§ PROBLEM TO SOLVE
List every line in the items below that contains the string "twig". The match must agree in case.

Data entries:
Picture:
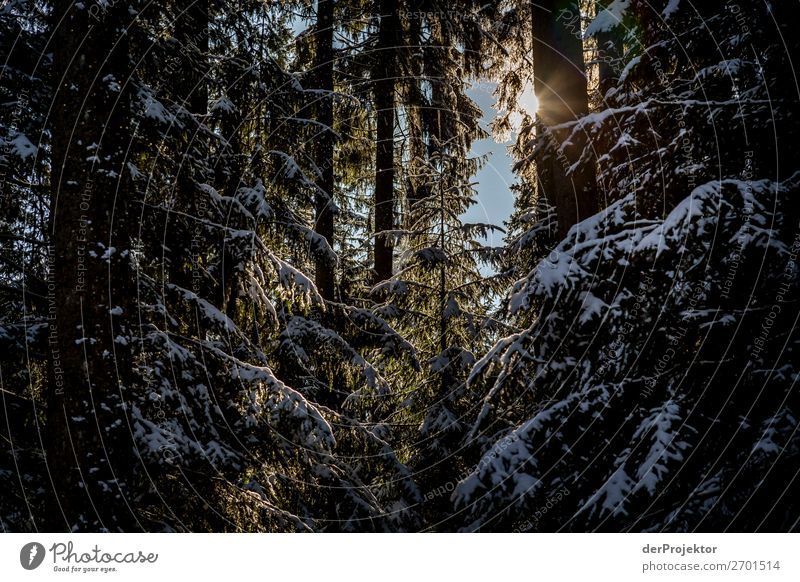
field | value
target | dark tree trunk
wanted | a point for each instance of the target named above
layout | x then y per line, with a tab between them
384	87
609	53
323	71
191	89
560	85
89	451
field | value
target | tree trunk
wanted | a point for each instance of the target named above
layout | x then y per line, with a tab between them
89	450
560	85
384	87
324	198
609	52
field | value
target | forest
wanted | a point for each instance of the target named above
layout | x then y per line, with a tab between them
240	290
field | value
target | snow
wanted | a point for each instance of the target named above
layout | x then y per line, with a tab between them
672	6
608	18
22	147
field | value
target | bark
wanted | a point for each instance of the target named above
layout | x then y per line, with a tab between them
323	70
560	85
89	447
385	74
609	52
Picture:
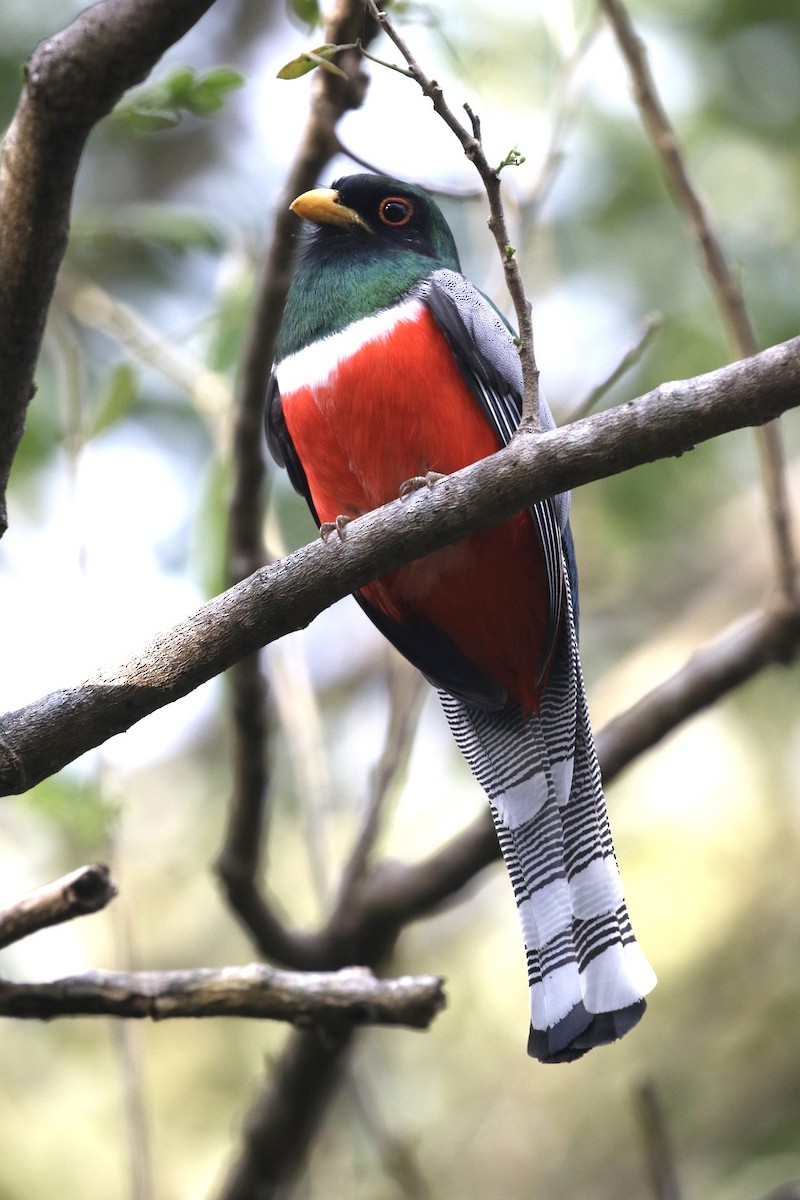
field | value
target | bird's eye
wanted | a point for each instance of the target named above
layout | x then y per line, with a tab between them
395	211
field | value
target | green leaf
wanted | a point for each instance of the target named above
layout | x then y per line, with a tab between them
307	11
158	106
312	59
118	400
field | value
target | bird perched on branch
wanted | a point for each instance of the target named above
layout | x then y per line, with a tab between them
392	369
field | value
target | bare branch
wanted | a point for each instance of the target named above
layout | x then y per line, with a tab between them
83	892
282	1123
346	997
723	281
44	736
72	81
473	147
240	857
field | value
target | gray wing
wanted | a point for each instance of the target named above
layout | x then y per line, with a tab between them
486	354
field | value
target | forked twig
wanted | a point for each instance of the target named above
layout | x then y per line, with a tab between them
473	147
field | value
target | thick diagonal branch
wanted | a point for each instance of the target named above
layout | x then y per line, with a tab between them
334	999
43	737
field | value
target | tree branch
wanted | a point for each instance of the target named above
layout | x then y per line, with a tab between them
44	736
85	891
473	147
340	999
738	654
71	82
240	857
725	283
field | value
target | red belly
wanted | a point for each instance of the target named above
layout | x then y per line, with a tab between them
398	408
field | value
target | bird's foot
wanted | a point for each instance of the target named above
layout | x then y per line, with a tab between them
416	483
338	527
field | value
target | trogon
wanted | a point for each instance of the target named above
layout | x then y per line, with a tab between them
392	367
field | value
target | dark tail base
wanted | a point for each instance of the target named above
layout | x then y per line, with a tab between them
579	1031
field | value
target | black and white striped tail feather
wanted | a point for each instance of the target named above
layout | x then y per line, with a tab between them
587	975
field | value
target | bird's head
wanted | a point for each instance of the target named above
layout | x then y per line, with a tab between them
373	216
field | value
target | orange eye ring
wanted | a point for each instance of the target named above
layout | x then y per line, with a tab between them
395	211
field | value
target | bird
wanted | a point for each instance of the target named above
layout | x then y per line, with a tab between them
392	370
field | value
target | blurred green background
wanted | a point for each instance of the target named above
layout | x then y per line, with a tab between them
118	526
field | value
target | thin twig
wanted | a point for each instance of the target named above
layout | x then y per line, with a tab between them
723	282
83	892
473	147
350	996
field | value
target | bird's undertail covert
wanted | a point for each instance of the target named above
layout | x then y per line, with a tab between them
587	973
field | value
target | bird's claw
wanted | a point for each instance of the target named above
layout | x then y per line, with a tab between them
338	527
419	481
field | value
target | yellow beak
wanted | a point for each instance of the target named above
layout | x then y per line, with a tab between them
324	207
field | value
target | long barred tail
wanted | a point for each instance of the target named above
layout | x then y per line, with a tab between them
587	973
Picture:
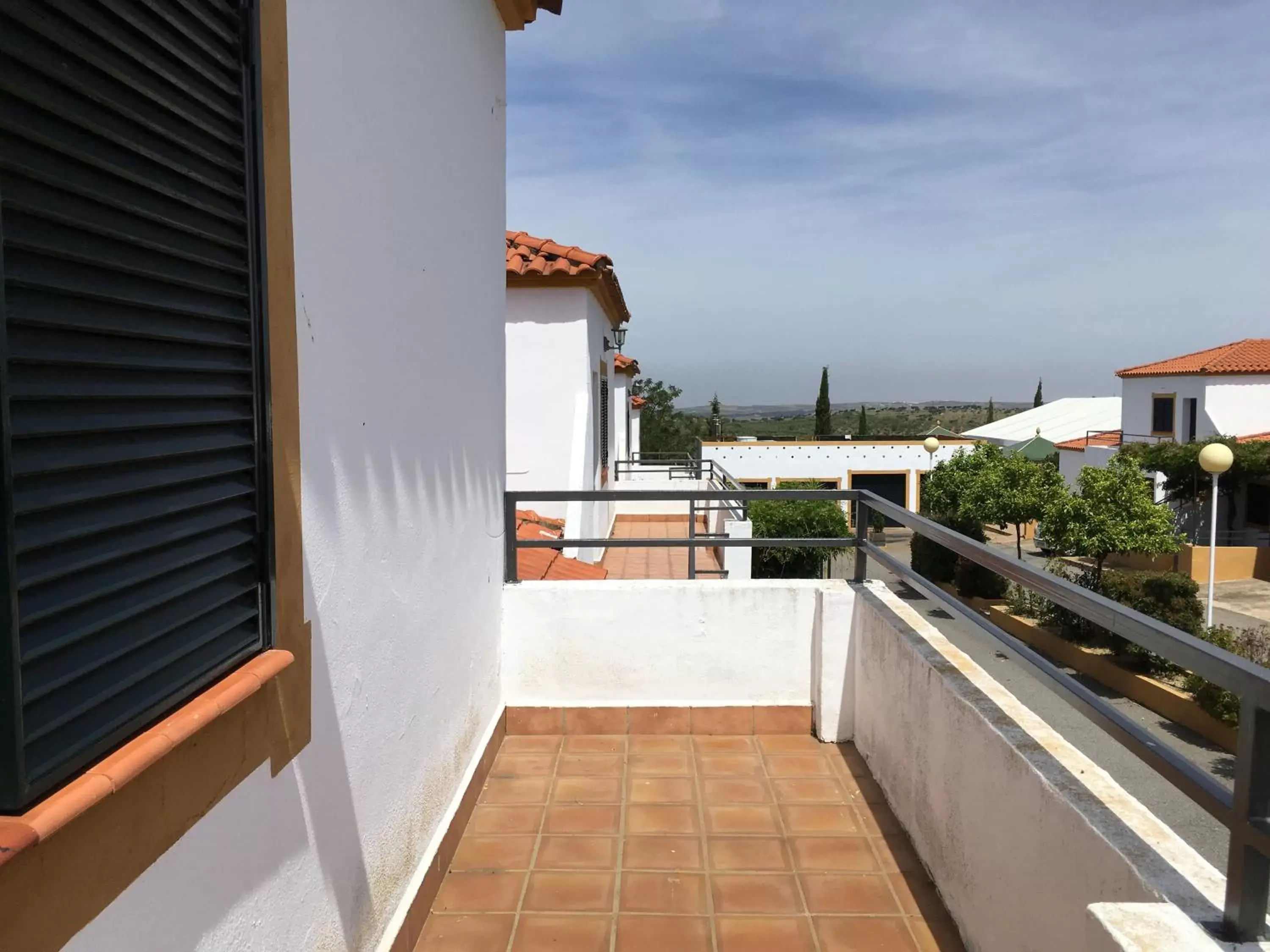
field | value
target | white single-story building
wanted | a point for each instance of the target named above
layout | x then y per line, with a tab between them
893	469
1220	391
568	389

§ SOLUTION
target | forked twig
target | thin twig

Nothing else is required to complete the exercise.